WORK INSTRUCTIONS –
Rewrite the rows below so that "balloon envelope" becomes "balloon canopy", with everything else left unchanged.

RECORDS TO USE –
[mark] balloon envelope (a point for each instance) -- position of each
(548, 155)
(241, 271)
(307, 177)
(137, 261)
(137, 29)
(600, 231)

FULL SOLUTION –
[mark] balloon canopy (a point for each instance) -- position of each
(548, 155)
(241, 271)
(307, 177)
(137, 261)
(137, 29)
(600, 231)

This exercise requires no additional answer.